**INSTRUCTIONS TO FOLLOW**
The lines to copy are those with "paper" in them. Pull each one from the entries below.

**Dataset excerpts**

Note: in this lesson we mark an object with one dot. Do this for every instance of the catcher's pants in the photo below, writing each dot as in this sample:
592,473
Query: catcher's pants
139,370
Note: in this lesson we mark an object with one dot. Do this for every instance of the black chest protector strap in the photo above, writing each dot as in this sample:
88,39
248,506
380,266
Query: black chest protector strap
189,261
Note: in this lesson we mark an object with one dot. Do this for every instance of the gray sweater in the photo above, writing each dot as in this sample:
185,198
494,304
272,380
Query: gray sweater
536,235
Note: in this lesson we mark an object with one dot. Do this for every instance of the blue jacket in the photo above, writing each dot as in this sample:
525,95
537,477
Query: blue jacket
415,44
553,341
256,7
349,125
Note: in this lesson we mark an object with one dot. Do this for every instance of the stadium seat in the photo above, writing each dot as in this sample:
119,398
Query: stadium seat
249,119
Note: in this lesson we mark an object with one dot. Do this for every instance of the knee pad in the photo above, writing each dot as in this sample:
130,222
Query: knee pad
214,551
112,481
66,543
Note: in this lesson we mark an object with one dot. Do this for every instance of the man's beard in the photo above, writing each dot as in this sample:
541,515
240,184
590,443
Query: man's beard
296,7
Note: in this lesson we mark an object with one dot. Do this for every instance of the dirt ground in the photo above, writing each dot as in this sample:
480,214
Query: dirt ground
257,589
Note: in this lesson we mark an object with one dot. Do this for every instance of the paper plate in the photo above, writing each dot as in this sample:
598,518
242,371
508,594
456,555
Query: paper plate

**FINAL ANSWER**
Note: in this lesson we mark an object with one dot. Do this for every instance of the paper plate in the photo above, writing each dot as in this sample:
Query: paper plate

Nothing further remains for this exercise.